Aim: Return each line of the data below verbatim; pictures are to be left out.

-*-*-

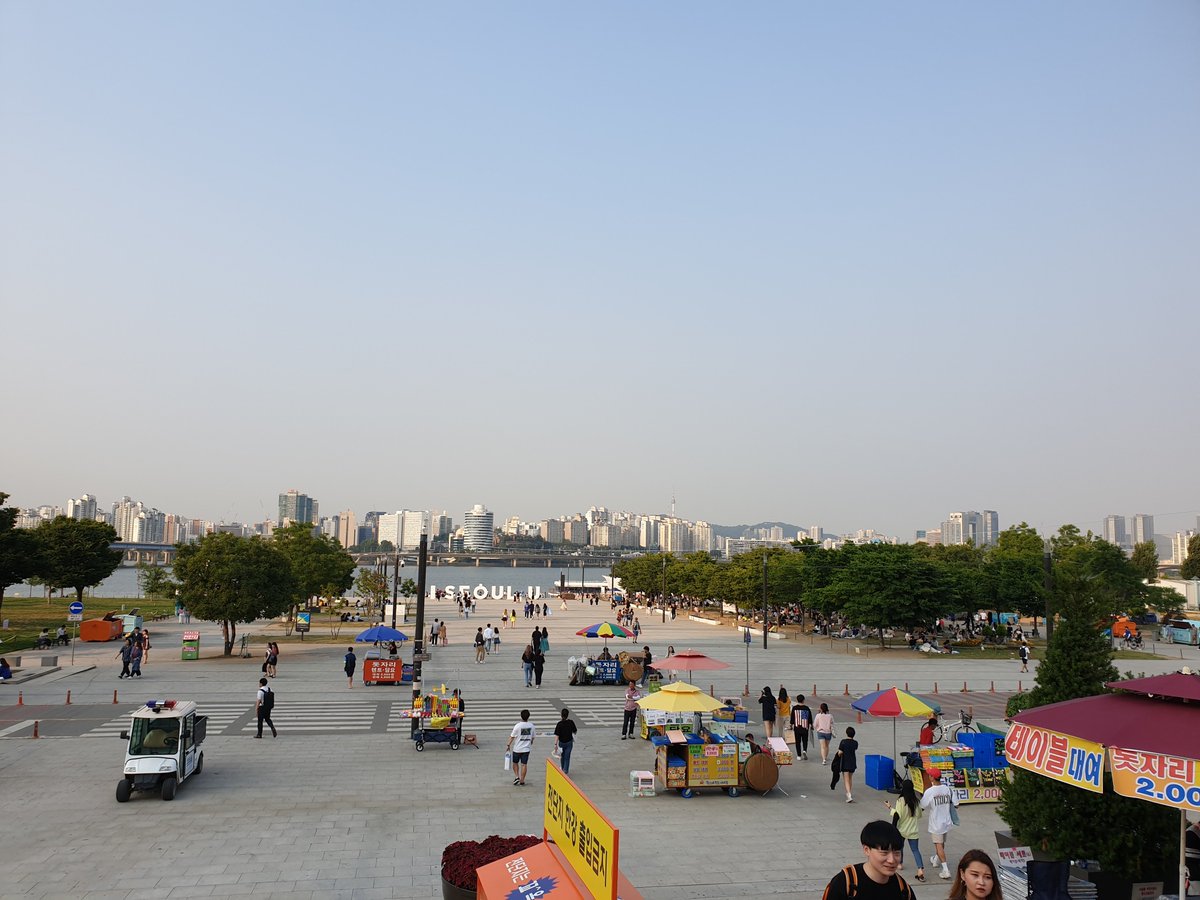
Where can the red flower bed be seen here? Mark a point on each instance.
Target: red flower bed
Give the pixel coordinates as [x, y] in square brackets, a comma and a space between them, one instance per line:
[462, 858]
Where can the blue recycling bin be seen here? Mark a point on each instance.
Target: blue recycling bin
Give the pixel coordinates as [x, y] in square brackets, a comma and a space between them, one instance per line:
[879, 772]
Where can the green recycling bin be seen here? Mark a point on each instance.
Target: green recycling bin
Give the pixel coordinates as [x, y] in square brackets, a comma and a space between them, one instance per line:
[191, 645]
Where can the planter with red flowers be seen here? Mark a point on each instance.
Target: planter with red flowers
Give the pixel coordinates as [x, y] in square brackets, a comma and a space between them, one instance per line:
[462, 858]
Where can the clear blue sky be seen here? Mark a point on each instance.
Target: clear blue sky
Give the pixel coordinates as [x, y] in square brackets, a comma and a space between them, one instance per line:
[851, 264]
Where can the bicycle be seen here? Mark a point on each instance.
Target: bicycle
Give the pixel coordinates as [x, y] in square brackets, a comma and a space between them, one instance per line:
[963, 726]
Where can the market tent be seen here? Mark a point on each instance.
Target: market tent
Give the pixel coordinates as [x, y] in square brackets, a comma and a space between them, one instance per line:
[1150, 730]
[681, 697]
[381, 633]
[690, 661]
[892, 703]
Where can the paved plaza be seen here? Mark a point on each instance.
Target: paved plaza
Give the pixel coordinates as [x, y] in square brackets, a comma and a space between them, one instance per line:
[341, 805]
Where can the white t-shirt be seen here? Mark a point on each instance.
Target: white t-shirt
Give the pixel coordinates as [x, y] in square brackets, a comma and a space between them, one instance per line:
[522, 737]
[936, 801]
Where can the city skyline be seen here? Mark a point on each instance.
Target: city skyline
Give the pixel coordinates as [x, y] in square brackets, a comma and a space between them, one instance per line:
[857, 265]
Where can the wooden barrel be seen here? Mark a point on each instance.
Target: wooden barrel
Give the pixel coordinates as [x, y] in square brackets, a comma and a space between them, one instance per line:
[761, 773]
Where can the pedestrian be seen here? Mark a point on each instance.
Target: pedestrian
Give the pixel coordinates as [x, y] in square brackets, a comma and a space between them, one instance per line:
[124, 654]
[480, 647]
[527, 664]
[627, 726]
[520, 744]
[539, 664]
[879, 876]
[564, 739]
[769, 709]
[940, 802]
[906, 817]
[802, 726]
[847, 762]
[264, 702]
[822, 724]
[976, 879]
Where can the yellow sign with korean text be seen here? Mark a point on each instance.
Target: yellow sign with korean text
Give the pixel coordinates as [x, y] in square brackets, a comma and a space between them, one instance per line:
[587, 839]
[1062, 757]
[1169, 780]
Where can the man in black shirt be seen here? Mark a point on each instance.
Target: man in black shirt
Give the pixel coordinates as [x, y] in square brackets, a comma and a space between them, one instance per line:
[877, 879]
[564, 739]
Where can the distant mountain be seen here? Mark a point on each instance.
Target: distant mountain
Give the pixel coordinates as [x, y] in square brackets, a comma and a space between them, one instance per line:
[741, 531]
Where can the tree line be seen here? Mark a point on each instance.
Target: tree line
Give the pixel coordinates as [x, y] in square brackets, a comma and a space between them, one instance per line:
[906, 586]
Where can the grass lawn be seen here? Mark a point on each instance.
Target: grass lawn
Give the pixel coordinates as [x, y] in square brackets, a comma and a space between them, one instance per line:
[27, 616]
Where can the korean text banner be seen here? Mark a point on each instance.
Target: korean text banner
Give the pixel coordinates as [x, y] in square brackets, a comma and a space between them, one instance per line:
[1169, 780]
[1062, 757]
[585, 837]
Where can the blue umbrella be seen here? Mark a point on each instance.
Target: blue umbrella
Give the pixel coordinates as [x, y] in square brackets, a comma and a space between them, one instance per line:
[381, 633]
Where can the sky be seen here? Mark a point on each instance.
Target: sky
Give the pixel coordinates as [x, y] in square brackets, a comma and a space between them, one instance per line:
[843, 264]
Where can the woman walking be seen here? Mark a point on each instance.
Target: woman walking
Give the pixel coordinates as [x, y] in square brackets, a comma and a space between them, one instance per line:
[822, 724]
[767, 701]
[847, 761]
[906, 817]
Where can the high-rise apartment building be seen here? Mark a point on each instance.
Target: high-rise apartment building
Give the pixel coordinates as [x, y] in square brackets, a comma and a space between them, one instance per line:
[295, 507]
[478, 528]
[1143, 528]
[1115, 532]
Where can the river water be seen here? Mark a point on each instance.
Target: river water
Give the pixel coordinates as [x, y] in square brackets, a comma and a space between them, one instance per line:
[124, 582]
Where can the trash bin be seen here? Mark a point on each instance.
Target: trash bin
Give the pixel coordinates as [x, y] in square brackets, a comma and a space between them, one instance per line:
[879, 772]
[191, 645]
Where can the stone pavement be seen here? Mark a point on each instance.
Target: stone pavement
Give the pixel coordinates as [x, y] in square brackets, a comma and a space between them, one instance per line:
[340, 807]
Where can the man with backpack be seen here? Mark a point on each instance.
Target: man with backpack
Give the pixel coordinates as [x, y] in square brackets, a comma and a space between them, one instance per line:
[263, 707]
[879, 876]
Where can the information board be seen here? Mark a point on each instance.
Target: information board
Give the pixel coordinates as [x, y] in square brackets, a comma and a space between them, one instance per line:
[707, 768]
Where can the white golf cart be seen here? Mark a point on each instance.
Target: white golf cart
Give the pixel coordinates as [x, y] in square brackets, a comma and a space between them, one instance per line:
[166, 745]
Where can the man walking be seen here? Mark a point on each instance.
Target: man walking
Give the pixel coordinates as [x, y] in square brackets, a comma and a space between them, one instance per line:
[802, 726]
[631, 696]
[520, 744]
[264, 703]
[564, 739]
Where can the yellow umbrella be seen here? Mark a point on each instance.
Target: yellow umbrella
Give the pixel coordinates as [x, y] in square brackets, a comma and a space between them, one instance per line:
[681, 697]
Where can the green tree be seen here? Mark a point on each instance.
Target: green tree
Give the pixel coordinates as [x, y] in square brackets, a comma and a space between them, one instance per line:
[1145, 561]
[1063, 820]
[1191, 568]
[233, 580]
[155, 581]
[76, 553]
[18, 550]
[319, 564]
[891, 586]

-*-*-

Exercise answer:
Where can the red flower bed be seen here? Mark a point on each instance.
Target: red flower bed
Give the pixel coordinates as [x, y] in square brackets, a comma and a space between them, one instance per line:
[462, 858]
Where can the blue recycling bin be seen here? Mark a point on each instance.
Target: blue recycling bin
Give the pixel coordinates as [x, y] in square brackets, a comma and a space between them, one instance per line:
[879, 772]
Where can the green recycling bin be seen here? Mark a point on each instance.
Target: green recycling bin
Give the pixel coordinates as [x, y] in square brackets, a comma and a space between them, one instance per line:
[191, 645]
Where can the planter with red flowers be seen here? Mark a point on each instance.
Target: planter with red flowers
Give the pixel coordinates as [x, y] in square brackets, a comma and a space between them, one instance per line:
[462, 858]
Where can the clear blue sky be seen here? Mark a point on each instance.
Target: clear blue sky
Give the pixel coordinates as [x, y] in square brackets, a comma and a space between them, one instance per line:
[851, 264]
Where can the bicycle be seen here? Mark a point on each instance.
Target: bicycle
Give the pixel coordinates as [x, y] in square brackets, a comma and a space between them, one instance per line:
[963, 726]
Where can the market tent be seen here? Mark a point on each instance.
Target: market tent
Give the pixel coordinates as [x, y] in square brackets, a comma and a space between them, one instance per line:
[1150, 730]
[681, 697]
[381, 633]
[690, 661]
[892, 703]
Where can the paved plaza be seen here? Mark a point on each instance.
Target: paved plaza
Give the pixel coordinates as [x, y] in square brackets, a comma and a space between them, one instance per line:
[341, 805]
Where can the white t-shirt be seen here? Mark a point on each instance.
Target: white t-shirt
Give the pixel coordinates as [x, y] in square brackets, a comma and a space between them, one instance per line:
[522, 737]
[936, 801]
Where can the city skyline be seen here? Mark a point on each instance.
Target: city skyline
Give the pixel coordinates as [x, y] in square brackets, a comma and a space between them, one instance per line:
[857, 265]
Where can the wooden barrel be seen here? Mark a point on each instance.
Target: wooden barrel
Give the pixel coordinates as [x, y] in square brackets, a comma and a space between them, one instance per line:
[761, 773]
Where can the pedestrian be seen here? Mark a point on each instance.
Target: pedestrian
Give the pixel coordinates as [x, y] in square brackets, a comma and a space between them, one instance per line:
[124, 654]
[480, 647]
[527, 664]
[627, 726]
[520, 744]
[539, 664]
[879, 876]
[564, 739]
[769, 709]
[940, 802]
[906, 817]
[802, 726]
[847, 762]
[264, 702]
[822, 724]
[976, 879]
Where can the yellow sign with korean text be seen here? Mark a point on each instance.
Target: yellow sign with korean text
Give the pixel coordinates as [x, y] in square brackets, a comma and a space between them, one instance per line:
[587, 839]
[1062, 757]
[1169, 780]
Where can the man in black shirt be seen here? Mark a point on each instance.
Target: man in black shirt
Give the pixel coordinates as [x, y] in square brackets, a comma and a space between them, one instance per line:
[877, 879]
[564, 739]
Where can the distant mountain be seen here? Mark a point on each instance.
Target: distant mountain
Give the pixel coordinates as [x, y] in square brackets, a comma and a space between them, one instance per line:
[741, 531]
Where can the tree line be seen here? Mark a point on each instance.
Target: tree line
Give the pixel coordinates as [x, y] in square brackets, a comma and a space between them, one instance per line:
[906, 586]
Where can the grass lawn be seen here? Mark a point on each instance.
Target: grass lawn
Give the pixel coordinates as [x, y] in square brackets, a comma and a space between them, one instance per line:
[27, 616]
Where can the korean text banner be seen here? Mark a point on each instance.
Target: korean text banner
Give the pixel coordinates as [x, y] in square brackets, a comma and a space between them, one instance per line:
[1169, 780]
[1062, 757]
[585, 837]
Where can the blue umbrella be seen here? Mark a point on each instance.
Target: blue umbrella
Give the pixel coordinates as [x, y] in square brackets, a comma and a space between them, one instance per line:
[381, 633]
Where can the sky be seen here? Mark a point on each instance.
Target: sky
Give the pixel coordinates as [x, y] in square brackets, a comma and a space between them, one instance per line:
[843, 264]
Where can the woman walking be seen here? Mark a point on each instance.
Target: woman walking
Give the pixel coordinates as [x, y] in square brackets, a comma and a space between them, one instance per line:
[822, 724]
[767, 701]
[847, 761]
[906, 817]
Where can the high-rise apartment building be seen here? Mark a point on each instance.
Target: high-rise apartment building
Give the pixel coordinates as [x, y] in square brackets, a comma and a space between them, one instance per line:
[295, 507]
[478, 528]
[1143, 528]
[1115, 532]
Where can the river water be seen here? Mark a point on each instance.
Target: river water
Give the pixel coordinates as [x, y] in square brackets, a comma and a space between them, one instance per line:
[124, 582]
Where can the trash bin be seen here? Mark a point on each instance.
Target: trash bin
Give the pixel coordinates as [x, y] in square brackets, a comma and a space between them, one instance per line:
[879, 772]
[191, 645]
Where can the stone pavement be seen here? Mark a point on each instance.
Target: stone pavement
Give the pixel coordinates as [x, y] in square brackets, a comma and a space between them, one instance per line:
[340, 807]
Where can the man with backpack be seen here? Mark a point on each instance.
Target: man with backpack
Give the pixel coordinates as [x, y] in square brackets, a comma and a space between them, one instance per line:
[263, 707]
[879, 876]
Where can the information board be seen here? Mark a point on each instance.
Target: information board
Give the pixel coordinates as [x, y] in square brackets, a comma and a space between them, one instance per line:
[707, 768]
Where can the white golf cart be seen here? Mark a point on each instance.
Target: white golf cart
Give the pixel coordinates as [x, y] in square brackets, a comma and a space between them, one instance per line:
[166, 745]
Where can the man walking be seen here? Mark a point on each instance.
Target: man walking
Give the pixel coordinates as [x, y] in square brackets, a comma and a space between them, one instance per line:
[802, 726]
[631, 696]
[520, 744]
[264, 703]
[564, 739]
Where can the yellow umbrella be seen here? Mark a point on each instance.
Target: yellow umbrella
Give the pixel coordinates as [x, y] in square brackets, a comma and a space between them, one instance per line:
[681, 697]
Where can the green tree be seen here? Mark a point on each instance.
Target: green tree
Give the pixel coordinates as [x, y] in square brackets, a comma and a space between them, one instance per line:
[1145, 561]
[1063, 820]
[1191, 568]
[233, 580]
[155, 581]
[76, 553]
[18, 550]
[319, 564]
[891, 586]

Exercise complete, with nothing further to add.